MISE EN PRATIQUE >>
1 > D'après l'extrait sur l'Agence nationale de santé publique, combien de personnes compte la réserve sanitaire de l'EPRUS ?
2 > Citez les cinq grands pôles qui organisent aujourd'hui la protection de la santé publique, selon l'extrait sur l'Agence nationale de santé publique.
----- EXTRAIT DU DOCUMENT -----
Que va faire l'Agence nationale de santé publique ? Je serai très vigilant sur deux aspects en particulier.

Premièrement, nous ne devons pas fonctionner sur le modèle de trois agences en silo, mais réellement réussir la fusion de l'ensemble. Le professeur Bourdillon a particulièrement insisté sur ce point dans son rapport de préfiguration.

Aujourd'hui, la protection de la santé publique est organisée autour de cinq grands pôles : produits de santé, dans lequel intervient l'Agence nationale de sécurité du médicament (ANSM) ; pratiques médicales avec la Haute Autorité de santé (HAS) et l'Agence de la biomédecine ; sécurité sanitaire du milieu de vie, avec l'Agence nationale de la sécurité sanitaire de l'alimentation, de l'environnement et du travail (ANSES) et l'Institut national de l'environnement industriel et des risques (INERIS) ; radioprotection et nucléaire, où interviennent l'Autorité de sûreté nucléaire (ASN) et l'Institut de radioprotection et de sûreté nucléaire (IRSN) ; et enfin, un pôle axé sur la population, avec la surveillance épidémiologique et la prévention, assurées par cette nouvelle agence, l'Agence nationale de santé publique.

L'organisation de ce pôle « population-santé publique » se veut comparable à celle des grands modèles internationaux – le modèle américain, avec le fameux Center for disease control and prevention (CDC), et les modèles québécois et anglais –, en intégrant ce qui relève de l'épidémiologie, mais aussi de la prévention et de l'éducation.

L'arrivée de la fièvre Zika est un exemple typique de la valeur ajoutée de l'Agence. L'INVS a identifié le premier cas en Martinique et en Guyane, puis elle a assuré le suivi épidémiologique ; l'EPRUS a été capable, grâce à sa réserve sanitaire de plus de 2 000 personnes, d'envoyer directement sur le site des professionnels de santé ; et l'INPES a conduit des actions de prévention et d'éducation sur l'infection par le virus du Zika. Il est donc beaucoup plus simple d'assurer le continuum de l'action, depuis la veille jusqu'à l'envoi sur le terrain de professionnels, sans oublier la prévention, grâce à l'intervention d'une seule agence plutôt que de trois agences distinctes qu'il faut coordonner. Ainsi, le conseil d'administration et son président devront s'assurer de la bonne synergie des missions des anciennes agences afin que la fusion des trois établissements garantisse une réelle valeur ajoutée.
----- DONNÉES FOURNIES -----
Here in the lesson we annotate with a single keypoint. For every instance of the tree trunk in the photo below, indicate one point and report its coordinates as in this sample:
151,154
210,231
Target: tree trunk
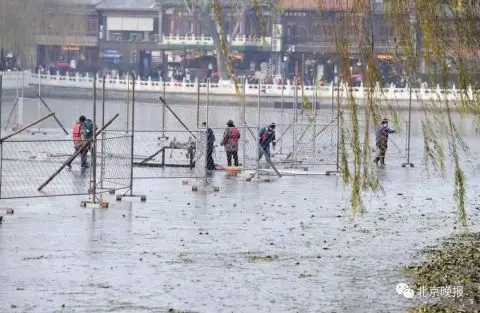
217,41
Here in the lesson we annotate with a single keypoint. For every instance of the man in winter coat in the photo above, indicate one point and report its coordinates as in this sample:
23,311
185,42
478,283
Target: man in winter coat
210,144
79,133
230,141
265,137
382,133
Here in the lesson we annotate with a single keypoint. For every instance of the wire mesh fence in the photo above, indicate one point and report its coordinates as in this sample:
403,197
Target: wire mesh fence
163,154
27,164
114,162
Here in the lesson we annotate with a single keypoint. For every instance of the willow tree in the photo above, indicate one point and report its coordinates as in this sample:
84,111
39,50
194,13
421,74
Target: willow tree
17,20
429,34
213,14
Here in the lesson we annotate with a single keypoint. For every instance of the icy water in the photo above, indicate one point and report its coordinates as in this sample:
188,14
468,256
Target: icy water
290,245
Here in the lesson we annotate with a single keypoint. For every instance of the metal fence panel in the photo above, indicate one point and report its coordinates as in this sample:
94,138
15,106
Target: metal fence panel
27,164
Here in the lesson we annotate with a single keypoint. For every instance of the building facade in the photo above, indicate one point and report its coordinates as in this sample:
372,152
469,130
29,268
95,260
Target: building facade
317,35
66,36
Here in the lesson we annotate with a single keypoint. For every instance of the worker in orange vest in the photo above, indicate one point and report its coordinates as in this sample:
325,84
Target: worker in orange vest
79,133
230,141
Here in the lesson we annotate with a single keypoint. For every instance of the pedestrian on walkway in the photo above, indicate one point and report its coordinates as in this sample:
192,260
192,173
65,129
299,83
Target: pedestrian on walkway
230,139
381,134
79,132
210,147
266,137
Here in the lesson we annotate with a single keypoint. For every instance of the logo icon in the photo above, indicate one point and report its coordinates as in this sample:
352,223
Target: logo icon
404,290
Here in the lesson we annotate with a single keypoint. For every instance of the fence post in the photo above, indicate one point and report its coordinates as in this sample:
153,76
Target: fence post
198,103
408,163
283,114
258,129
1,99
1,168
94,145
206,133
163,109
133,135
338,125
244,121
128,101
102,166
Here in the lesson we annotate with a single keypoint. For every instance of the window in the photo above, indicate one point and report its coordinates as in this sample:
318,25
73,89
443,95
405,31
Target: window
92,25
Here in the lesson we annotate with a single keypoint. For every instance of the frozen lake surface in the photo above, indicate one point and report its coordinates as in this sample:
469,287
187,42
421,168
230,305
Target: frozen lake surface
291,245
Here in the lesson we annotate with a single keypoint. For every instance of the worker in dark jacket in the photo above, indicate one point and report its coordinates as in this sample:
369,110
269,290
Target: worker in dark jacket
266,137
210,146
230,141
381,134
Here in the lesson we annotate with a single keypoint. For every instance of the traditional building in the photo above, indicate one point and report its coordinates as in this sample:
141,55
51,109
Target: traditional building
316,33
66,36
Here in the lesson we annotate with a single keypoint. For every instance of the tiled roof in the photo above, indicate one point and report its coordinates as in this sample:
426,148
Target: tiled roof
334,5
128,5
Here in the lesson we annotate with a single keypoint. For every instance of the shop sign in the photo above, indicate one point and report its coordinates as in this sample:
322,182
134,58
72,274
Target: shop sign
111,53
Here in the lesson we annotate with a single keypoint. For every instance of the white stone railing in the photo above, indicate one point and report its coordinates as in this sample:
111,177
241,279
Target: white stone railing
15,79
208,41
228,89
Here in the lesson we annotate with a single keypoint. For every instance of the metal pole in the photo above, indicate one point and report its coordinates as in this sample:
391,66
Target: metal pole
338,127
128,101
205,136
244,122
333,101
39,95
258,129
27,126
283,114
314,115
409,124
163,109
295,105
1,107
102,167
208,100
1,168
133,135
94,143
198,103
-----
RÉPONSES >>
1 > Plus de 2 000 personnes.

2 >
- Produits de santé
- Pratiques médicales
- Sécurité sanitaire du milieu de vie
- Radioprotection et nucléaire
- Un pôle axé sur la population (surveillance épidémiologique et prévention)